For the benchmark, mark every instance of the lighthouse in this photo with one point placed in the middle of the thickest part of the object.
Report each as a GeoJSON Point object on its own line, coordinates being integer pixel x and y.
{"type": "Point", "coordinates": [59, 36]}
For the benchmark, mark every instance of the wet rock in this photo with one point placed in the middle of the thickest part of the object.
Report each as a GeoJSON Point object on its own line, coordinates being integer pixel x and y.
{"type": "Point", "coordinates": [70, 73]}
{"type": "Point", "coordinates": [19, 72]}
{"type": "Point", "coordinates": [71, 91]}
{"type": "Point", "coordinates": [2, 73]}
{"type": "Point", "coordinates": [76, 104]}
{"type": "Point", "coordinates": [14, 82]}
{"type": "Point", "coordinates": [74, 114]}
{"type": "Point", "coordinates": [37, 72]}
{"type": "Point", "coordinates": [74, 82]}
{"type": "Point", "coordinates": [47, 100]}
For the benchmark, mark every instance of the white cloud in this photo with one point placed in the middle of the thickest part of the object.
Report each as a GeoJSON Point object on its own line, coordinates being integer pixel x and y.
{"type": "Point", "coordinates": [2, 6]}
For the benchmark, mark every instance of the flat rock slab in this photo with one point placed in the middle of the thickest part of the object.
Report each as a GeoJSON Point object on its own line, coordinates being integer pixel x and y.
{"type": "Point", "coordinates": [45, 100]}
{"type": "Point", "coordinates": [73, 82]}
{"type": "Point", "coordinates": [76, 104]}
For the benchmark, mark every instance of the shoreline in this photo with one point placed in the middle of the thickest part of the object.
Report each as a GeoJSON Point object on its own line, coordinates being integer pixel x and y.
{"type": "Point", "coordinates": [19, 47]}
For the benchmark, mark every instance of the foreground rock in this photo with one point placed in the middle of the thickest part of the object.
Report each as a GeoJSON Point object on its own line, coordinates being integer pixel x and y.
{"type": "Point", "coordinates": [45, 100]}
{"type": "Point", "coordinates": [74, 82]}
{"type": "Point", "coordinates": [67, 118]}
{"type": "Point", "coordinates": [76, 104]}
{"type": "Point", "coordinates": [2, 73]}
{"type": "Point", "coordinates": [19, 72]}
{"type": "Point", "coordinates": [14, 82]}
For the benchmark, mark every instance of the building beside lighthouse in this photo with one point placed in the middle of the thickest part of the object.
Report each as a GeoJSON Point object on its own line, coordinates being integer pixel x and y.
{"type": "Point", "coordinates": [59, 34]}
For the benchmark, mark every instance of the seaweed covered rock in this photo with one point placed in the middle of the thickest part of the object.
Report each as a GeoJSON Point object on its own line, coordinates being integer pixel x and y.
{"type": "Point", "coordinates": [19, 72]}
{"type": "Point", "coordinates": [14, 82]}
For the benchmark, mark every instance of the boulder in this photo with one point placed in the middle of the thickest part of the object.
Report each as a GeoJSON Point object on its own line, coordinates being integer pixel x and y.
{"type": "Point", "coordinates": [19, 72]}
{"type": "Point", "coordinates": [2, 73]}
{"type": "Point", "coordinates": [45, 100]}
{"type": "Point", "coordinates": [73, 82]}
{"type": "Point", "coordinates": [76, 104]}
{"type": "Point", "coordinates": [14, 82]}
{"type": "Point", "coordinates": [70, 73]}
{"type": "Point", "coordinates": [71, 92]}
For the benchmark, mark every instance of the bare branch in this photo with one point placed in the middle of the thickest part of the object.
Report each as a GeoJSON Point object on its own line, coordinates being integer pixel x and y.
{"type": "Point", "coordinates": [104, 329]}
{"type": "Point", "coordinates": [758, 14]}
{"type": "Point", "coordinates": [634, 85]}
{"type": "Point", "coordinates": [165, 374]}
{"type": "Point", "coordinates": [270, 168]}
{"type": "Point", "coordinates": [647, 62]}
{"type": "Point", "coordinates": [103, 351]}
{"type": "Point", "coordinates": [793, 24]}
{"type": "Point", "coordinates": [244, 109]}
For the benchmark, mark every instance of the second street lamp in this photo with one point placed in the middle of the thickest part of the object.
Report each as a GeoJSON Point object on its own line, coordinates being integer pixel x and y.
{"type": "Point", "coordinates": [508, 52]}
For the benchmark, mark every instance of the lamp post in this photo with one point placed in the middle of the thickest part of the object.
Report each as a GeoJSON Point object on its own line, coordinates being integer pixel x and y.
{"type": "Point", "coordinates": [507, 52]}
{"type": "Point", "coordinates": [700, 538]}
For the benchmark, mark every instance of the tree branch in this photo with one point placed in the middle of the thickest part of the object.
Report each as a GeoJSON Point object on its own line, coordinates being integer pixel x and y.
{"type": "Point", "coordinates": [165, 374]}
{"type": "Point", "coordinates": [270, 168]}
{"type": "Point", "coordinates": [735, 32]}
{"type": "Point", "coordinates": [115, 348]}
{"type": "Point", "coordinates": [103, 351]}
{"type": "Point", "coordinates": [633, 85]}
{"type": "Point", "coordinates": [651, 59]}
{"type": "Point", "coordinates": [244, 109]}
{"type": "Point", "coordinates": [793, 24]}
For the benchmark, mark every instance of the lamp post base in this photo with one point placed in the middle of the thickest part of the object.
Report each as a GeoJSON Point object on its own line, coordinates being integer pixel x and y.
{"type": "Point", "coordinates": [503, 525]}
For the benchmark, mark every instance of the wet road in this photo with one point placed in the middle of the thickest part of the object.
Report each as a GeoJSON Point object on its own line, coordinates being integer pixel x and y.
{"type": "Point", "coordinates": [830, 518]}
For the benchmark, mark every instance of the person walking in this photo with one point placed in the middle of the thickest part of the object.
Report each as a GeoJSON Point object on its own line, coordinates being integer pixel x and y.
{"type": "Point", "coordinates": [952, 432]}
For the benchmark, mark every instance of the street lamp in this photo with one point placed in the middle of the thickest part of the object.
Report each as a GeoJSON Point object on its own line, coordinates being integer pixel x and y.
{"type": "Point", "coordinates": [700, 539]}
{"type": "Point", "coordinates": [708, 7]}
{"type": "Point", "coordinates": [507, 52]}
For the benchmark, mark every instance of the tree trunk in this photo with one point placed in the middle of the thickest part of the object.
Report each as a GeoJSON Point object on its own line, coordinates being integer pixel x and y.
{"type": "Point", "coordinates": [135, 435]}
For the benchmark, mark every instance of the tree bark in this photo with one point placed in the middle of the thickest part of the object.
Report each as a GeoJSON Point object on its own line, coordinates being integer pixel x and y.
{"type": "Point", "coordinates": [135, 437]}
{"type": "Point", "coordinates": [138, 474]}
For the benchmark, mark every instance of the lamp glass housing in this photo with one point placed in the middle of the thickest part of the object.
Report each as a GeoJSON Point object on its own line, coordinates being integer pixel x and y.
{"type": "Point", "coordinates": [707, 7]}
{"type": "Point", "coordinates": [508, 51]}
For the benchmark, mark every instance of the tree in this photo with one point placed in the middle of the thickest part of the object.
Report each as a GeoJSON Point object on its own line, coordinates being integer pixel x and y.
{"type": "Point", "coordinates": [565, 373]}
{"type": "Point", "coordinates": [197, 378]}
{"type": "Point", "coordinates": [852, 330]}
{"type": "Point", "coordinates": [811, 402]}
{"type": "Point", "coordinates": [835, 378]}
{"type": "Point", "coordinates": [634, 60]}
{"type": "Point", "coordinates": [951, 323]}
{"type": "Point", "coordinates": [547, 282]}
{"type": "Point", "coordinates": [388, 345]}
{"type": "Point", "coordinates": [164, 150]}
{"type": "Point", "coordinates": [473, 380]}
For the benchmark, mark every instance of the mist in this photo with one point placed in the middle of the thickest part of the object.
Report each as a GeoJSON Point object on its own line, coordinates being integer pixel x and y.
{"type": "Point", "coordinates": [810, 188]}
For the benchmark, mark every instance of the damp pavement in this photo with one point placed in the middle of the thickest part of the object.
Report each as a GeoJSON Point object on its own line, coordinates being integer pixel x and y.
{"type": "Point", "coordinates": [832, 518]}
------------------------------------------------------------------------
> _REQUIREMENT_:
Turn every line of the items above into a JSON array of strings, one string per line, with blank lines omitted.

> _RESULT OF THE EXERCISE_:
[
  "For the benchmark, mark every instance of the lighthouse in this photo with one point placed in the middle of the thickest part of the object.",
  "Report each as a GeoJSON Point object on its own line, coordinates being integer pixel x and y.",
  "{\"type\": \"Point\", \"coordinates\": [59, 36]}",
  "For the benchmark, mark every instance of the wet rock in this photo with one point placed in the middle of the thickest part of the object.",
  "Report each as a GeoJSON Point object on its own line, coordinates being integer pixel x and y.",
  "{\"type\": \"Point\", \"coordinates\": [70, 73]}",
  "{\"type\": \"Point\", \"coordinates\": [19, 72]}",
  "{\"type\": \"Point\", \"coordinates\": [71, 91]}",
  "{\"type\": \"Point\", \"coordinates\": [2, 73]}",
  "{\"type\": \"Point\", \"coordinates\": [76, 104]}",
  "{\"type\": \"Point\", \"coordinates\": [14, 82]}",
  "{\"type\": \"Point\", \"coordinates\": [74, 114]}",
  "{\"type\": \"Point\", \"coordinates\": [37, 72]}",
  "{\"type\": \"Point\", \"coordinates\": [74, 82]}",
  "{\"type\": \"Point\", \"coordinates\": [47, 100]}",
  "For the benchmark, mark every instance of the white cloud in this photo with one point placed in the middle of the thickest part of the object.",
  "Report each as a GeoJSON Point object on its own line, coordinates being integer pixel x and y.",
  "{\"type\": \"Point\", \"coordinates\": [2, 6]}",
  "For the benchmark, mark every instance of the flat rock slab in this photo with one point placed in the middle of the thickest part of the object.",
  "Report each as a GeoJSON Point object on its own line, coordinates being integer pixel x and y.",
  "{\"type\": \"Point\", \"coordinates\": [45, 100]}",
  "{\"type\": \"Point\", \"coordinates\": [73, 82]}",
  "{\"type\": \"Point\", \"coordinates\": [76, 104]}",
  "For the benchmark, mark every instance of the shoreline in this photo with one point placed in the middle of the thickest part of the object.",
  "Report each as a GeoJSON Point object on its own line, coordinates being integer pixel x and y.",
  "{\"type\": \"Point\", \"coordinates\": [19, 47]}",
  "For the benchmark, mark every instance of the foreground rock in this photo with one point placed in the middle of the thickest part of the object.",
  "Report each as a GeoJSON Point object on its own line, coordinates being integer pixel x and y.",
  "{\"type\": \"Point\", \"coordinates\": [45, 100]}",
  "{\"type\": \"Point\", \"coordinates\": [74, 82]}",
  "{\"type\": \"Point\", \"coordinates\": [67, 118]}",
  "{\"type\": \"Point\", \"coordinates\": [76, 104]}",
  "{\"type\": \"Point\", \"coordinates\": [2, 73]}",
  "{\"type\": \"Point\", \"coordinates\": [19, 72]}",
  "{\"type\": \"Point\", \"coordinates\": [14, 82]}",
  "For the benchmark, mark every instance of the building beside lighthouse in this photo with one point placed in the middle of the thickest part of the object.",
  "Report each as a GeoJSON Point object on its own line, coordinates being integer pixel x and y.",
  "{\"type\": \"Point\", \"coordinates\": [59, 34]}",
  "For the benchmark, mark every instance of the seaweed covered rock in this photo with one point placed in the middle of the thickest part of the object.",
  "Report each as a GeoJSON Point object on its own line, coordinates being integer pixel x and y.",
  "{\"type\": \"Point\", \"coordinates\": [19, 72]}",
  "{\"type\": \"Point\", \"coordinates\": [14, 82]}",
  "For the benchmark, mark every instance of the boulder in this photo with one point placed in the middle of the thickest part of the object.",
  "Report each as a GeoJSON Point object on its own line, coordinates being integer pixel x and y.",
  "{\"type\": \"Point\", \"coordinates\": [19, 72]}",
  "{\"type\": \"Point\", \"coordinates\": [2, 73]}",
  "{\"type\": \"Point\", \"coordinates\": [45, 100]}",
  "{\"type\": \"Point\", \"coordinates\": [73, 82]}",
  "{\"type\": \"Point\", \"coordinates\": [76, 104]}",
  "{\"type\": \"Point\", \"coordinates\": [14, 82]}",
  "{\"type\": \"Point\", \"coordinates\": [70, 73]}",
  "{\"type\": \"Point\", \"coordinates\": [71, 92]}",
  "For the benchmark, mark every instance of the bare branch in this photo with one point placed in the middle of the thickest part of the object.",
  "Report each as a GeoJSON Point object on its own line, coordinates being integer pixel x and y.",
  "{\"type\": \"Point\", \"coordinates\": [104, 329]}",
  "{\"type\": \"Point\", \"coordinates\": [758, 14]}",
  "{\"type\": \"Point\", \"coordinates\": [634, 85]}",
  "{\"type\": \"Point\", \"coordinates\": [165, 374]}",
  "{\"type\": \"Point\", \"coordinates\": [270, 168]}",
  "{\"type\": \"Point\", \"coordinates\": [647, 62]}",
  "{\"type\": \"Point\", \"coordinates\": [103, 351]}",
  "{\"type\": \"Point\", \"coordinates\": [793, 24]}",
  "{\"type\": \"Point\", \"coordinates\": [244, 109]}",
  "For the benchmark, mark every instance of the second street lamp in this photo with one point placed in the middle of the thickest part of the object.",
  "Report each as a GeoJSON Point object on its own line, coordinates being integer pixel x and y.",
  "{\"type\": \"Point\", \"coordinates\": [508, 52]}",
  "For the benchmark, mark every instance of the lamp post in this photo with one point placed in the middle of the thickest part of the object.",
  "Report each as a GeoJSON Point object on its own line, coordinates being integer pixel x and y.",
  "{\"type\": \"Point\", \"coordinates\": [507, 52]}",
  "{\"type\": \"Point\", \"coordinates\": [700, 538]}",
  "For the benchmark, mark every instance of the tree branch in this photo with one point placed in the middle of the thickest part of the object.",
  "Report each as a GeoJSON Point object on its own line, coordinates being integer pixel x and y.",
  "{\"type\": \"Point\", \"coordinates\": [165, 374]}",
  "{\"type\": \"Point\", \"coordinates\": [270, 168]}",
  "{\"type\": \"Point\", \"coordinates\": [735, 32]}",
  "{\"type\": \"Point\", \"coordinates\": [115, 348]}",
  "{\"type\": \"Point\", \"coordinates\": [103, 351]}",
  "{\"type\": \"Point\", \"coordinates\": [633, 85]}",
  "{\"type\": \"Point\", \"coordinates\": [651, 59]}",
  "{\"type\": \"Point\", \"coordinates\": [244, 109]}",
  "{\"type\": \"Point\", \"coordinates\": [793, 24]}",
  "For the benchmark, mark every instance of the lamp post base in this photo with one point placed in the middle of the thickest part of the object.",
  "Report each as a GeoJSON Point object on its own line, coordinates being integer pixel x and y.",
  "{\"type\": \"Point\", \"coordinates\": [503, 525]}",
  "For the benchmark, mark every instance of the wet road in this photo with one point placed in the middle of the thickest part of the object.",
  "Report each as a GeoJSON Point object on its own line, coordinates being integer pixel x and y.",
  "{\"type\": \"Point\", \"coordinates\": [830, 518]}",
  "For the benchmark, mark every instance of the person walking in this photo with one point placed in the middle of the thickest part of the object.",
  "Report each as a GeoJSON Point object on its own line, coordinates being integer pixel x and y.",
  "{\"type\": \"Point\", \"coordinates\": [952, 432]}",
  "For the benchmark, mark every instance of the street lamp in this photo with one point placed in the middle of the thickest part of the object.",
  "Report each as a GeoJSON Point object on its own line, coordinates being integer pixel x and y.",
  "{\"type\": \"Point\", \"coordinates\": [700, 539]}",
  "{\"type\": \"Point\", \"coordinates\": [708, 7]}",
  "{\"type\": \"Point\", \"coordinates\": [507, 52]}",
  "For the benchmark, mark every instance of the tree trunk in this photo with one point placed in the middle of the thickest part of the object.",
  "Report each as a GeoJSON Point object on its own line, coordinates being integer pixel x and y.",
  "{\"type\": \"Point\", \"coordinates\": [135, 435]}",
  "For the benchmark, mark every instance of the tree bark in this photo with one point placed in the middle of the thickest part of the object.",
  "Report each as a GeoJSON Point object on its own line, coordinates being integer pixel x and y.",
  "{\"type\": \"Point\", \"coordinates\": [135, 437]}",
  "{\"type\": \"Point\", \"coordinates\": [138, 474]}",
  "For the benchmark, mark every instance of the lamp glass housing in this photo with one point placed in the middle of the thickest part of the object.",
  "Report each as a GeoJSON Point object on its own line, coordinates being integer pixel x and y.",
  "{\"type\": \"Point\", \"coordinates\": [707, 7]}",
  "{\"type\": \"Point\", \"coordinates\": [508, 51]}",
  "For the benchmark, mark every instance of the tree in this photo with one point placed in the middle of the thickest part of the object.",
  "Report each as a GeoJSON Point object on its own line, coordinates being integer pixel x and y.",
  "{\"type\": \"Point\", \"coordinates\": [565, 373]}",
  "{\"type\": \"Point\", \"coordinates\": [197, 378]}",
  "{\"type\": \"Point\", \"coordinates\": [852, 330]}",
  "{\"type\": \"Point\", \"coordinates\": [811, 402]}",
  "{\"type\": \"Point\", \"coordinates\": [835, 378]}",
  "{\"type\": \"Point\", \"coordinates\": [634, 60]}",
  "{\"type\": \"Point\", \"coordinates\": [951, 323]}",
  "{\"type\": \"Point\", \"coordinates\": [547, 282]}",
  "{\"type\": \"Point\", \"coordinates\": [388, 345]}",
  "{\"type\": \"Point\", \"coordinates\": [164, 150]}",
  "{\"type\": \"Point\", \"coordinates\": [473, 380]}",
  "For the benchmark, mark every instance of the mist in this photo with one point placed in the middle of the thickest part of the object.",
  "Report each as a GeoJSON Point object on its own line, coordinates being integer pixel x and y.",
  "{\"type\": \"Point\", \"coordinates\": [810, 188]}",
  "For the benchmark, mark every instance of the damp pavement in this photo with one point placed in the middle of the thickest part of the object.",
  "Report each as a GeoJSON Point object on its own line, coordinates being integer pixel x and y.",
  "{\"type\": \"Point\", \"coordinates\": [832, 518]}"
]